● Directive
Rewrite the rows from the line that contains "the butterfly head." through the line that contains "(1171, 450)", keeping each request line unchanged. In every point, raise both coordinates by 56.

::: Material for this task

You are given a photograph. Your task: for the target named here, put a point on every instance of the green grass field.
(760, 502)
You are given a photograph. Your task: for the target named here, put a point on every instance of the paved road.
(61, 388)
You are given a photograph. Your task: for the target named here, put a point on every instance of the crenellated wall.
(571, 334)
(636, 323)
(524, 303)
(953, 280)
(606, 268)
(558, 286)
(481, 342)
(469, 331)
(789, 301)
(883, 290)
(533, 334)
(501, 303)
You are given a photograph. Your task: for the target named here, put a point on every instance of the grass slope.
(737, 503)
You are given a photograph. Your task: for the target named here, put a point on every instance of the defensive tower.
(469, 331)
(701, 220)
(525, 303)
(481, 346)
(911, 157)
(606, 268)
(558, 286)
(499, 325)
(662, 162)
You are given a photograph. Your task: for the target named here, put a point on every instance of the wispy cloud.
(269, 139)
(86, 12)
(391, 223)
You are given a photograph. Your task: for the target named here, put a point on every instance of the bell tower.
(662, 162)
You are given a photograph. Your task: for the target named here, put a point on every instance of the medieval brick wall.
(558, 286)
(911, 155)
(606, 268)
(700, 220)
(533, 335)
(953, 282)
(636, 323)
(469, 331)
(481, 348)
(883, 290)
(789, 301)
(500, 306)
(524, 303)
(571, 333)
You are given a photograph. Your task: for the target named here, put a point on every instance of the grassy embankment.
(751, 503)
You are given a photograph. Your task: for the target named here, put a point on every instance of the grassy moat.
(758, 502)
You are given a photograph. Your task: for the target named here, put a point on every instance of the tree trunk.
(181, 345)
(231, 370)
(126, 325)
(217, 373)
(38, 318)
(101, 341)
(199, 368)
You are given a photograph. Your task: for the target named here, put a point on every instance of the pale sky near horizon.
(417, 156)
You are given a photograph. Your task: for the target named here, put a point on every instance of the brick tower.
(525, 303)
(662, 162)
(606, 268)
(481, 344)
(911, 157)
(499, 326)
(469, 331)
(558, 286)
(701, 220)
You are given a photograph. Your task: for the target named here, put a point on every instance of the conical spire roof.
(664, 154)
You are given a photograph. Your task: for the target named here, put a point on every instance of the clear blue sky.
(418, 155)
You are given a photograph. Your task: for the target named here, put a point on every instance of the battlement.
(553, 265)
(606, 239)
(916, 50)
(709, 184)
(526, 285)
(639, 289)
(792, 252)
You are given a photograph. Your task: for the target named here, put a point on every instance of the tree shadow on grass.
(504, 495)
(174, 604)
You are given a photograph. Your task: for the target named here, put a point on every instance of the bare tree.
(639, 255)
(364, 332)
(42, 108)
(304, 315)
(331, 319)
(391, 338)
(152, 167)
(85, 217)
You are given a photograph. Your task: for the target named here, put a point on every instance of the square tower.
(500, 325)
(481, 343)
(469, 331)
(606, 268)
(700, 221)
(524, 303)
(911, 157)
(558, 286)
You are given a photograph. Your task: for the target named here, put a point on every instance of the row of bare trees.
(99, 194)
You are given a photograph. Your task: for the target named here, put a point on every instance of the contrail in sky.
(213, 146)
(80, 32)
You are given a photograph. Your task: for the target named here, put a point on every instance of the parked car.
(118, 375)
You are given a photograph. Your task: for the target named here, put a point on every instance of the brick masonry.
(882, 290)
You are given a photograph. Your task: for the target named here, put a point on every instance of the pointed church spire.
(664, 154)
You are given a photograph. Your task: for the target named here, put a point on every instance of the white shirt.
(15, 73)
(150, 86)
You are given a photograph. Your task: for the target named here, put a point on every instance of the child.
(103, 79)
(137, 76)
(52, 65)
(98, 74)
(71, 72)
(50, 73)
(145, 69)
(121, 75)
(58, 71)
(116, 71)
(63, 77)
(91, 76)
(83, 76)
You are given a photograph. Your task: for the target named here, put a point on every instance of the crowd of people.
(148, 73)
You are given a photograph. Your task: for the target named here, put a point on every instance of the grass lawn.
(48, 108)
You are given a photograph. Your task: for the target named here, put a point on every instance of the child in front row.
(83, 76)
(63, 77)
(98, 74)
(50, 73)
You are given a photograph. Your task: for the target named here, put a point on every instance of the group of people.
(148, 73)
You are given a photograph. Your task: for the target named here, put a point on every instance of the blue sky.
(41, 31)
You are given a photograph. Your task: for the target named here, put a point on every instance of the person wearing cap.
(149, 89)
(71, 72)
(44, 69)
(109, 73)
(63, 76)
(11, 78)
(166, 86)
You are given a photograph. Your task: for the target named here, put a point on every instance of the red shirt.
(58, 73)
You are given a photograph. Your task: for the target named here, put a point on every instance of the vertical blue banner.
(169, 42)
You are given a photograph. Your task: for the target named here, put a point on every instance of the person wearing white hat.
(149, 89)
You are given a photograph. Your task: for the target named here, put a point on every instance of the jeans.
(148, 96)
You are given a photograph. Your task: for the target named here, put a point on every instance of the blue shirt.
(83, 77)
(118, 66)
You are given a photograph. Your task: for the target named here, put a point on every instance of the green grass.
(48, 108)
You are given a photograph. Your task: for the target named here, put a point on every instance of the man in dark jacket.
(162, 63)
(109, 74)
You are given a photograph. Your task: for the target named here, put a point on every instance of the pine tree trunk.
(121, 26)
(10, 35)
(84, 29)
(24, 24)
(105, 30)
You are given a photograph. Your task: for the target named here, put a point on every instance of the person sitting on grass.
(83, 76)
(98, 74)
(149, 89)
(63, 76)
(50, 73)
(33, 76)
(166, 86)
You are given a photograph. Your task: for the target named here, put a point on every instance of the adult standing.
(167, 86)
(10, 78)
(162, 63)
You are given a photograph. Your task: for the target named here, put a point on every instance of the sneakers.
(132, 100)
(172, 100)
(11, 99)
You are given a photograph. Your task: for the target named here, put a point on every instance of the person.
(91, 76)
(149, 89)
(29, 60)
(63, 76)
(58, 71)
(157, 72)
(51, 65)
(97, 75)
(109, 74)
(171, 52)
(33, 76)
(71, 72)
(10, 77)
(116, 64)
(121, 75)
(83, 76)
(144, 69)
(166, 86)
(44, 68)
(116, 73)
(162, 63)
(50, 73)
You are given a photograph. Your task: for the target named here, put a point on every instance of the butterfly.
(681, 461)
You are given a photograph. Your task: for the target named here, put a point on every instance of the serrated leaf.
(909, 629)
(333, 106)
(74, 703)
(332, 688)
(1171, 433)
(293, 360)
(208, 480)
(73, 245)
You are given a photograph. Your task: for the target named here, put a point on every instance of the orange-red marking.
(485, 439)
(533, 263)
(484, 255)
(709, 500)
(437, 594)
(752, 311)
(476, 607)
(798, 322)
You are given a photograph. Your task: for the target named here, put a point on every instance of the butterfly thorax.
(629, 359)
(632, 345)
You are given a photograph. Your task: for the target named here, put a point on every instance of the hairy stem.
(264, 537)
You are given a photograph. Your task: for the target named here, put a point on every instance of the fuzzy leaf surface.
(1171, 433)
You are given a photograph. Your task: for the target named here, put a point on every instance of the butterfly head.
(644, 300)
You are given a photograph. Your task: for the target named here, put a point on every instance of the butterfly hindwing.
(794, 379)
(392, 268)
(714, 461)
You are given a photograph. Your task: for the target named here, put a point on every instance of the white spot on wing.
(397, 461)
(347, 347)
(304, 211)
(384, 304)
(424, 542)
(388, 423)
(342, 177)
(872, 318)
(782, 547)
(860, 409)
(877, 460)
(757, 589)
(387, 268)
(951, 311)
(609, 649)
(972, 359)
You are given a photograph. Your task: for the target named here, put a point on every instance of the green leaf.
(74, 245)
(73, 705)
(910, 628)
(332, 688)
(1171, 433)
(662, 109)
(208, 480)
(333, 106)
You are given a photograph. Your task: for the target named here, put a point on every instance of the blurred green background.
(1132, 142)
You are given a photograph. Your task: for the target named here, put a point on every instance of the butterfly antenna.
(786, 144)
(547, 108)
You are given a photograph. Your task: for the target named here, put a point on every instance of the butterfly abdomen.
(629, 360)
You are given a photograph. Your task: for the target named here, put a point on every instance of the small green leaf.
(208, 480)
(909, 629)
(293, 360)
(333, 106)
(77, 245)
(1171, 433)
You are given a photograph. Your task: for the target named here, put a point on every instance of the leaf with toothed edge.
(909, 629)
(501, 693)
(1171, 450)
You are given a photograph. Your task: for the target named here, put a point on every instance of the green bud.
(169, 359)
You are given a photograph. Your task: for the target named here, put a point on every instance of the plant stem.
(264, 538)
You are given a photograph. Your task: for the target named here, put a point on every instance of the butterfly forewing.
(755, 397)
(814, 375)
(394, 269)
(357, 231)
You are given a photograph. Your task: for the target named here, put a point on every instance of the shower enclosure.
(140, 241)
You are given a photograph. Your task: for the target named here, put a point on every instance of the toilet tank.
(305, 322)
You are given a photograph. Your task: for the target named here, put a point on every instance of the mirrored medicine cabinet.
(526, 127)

::::::

● Exercise answer
You are given a photograph. Your task: for the target named here, put a point on every instance of the butterfly head.
(700, 356)
You are given a photograph. Your task: for the target named here, put a point on every instance of the butterfly hindwing.
(850, 435)
(448, 324)
(770, 517)
You are given a photograph. Your task: for the target named here, put a point on every instance of the white spot on wing.
(453, 517)
(403, 403)
(360, 267)
(440, 360)
(480, 598)
(444, 479)
(398, 233)
(928, 374)
(838, 603)
(916, 465)
(933, 516)
(813, 645)
(443, 324)
(1007, 367)
(665, 705)
(1028, 415)
You are given a photograph. Your task: for the target named here, put a point on every instance of the green leaf.
(130, 301)
(129, 761)
(966, 684)
(388, 744)
(1227, 489)
(718, 165)
(264, 536)
(389, 162)
You are given a photograph. Your task: for the target named here, put a point on every instance of the blurred green background.
(1188, 198)
You are given a photograph. Your task: for the target named here, put a point on every instance of the butterfly antenna.
(842, 200)
(603, 164)
You are given a photograph. Your task: for the target named here, put a point on every instance of the butterfly abdomen.
(685, 416)
You are given a photograph. Your task: for the target named here, put a point on every instance of the small green leaf.
(264, 536)
(965, 685)
(349, 416)
(389, 162)
(133, 301)
(1227, 489)
You are given a photograph. Your task: for the target named here, put a point on every instance of the leaf with toothed edge.
(965, 685)
(557, 749)
(1227, 506)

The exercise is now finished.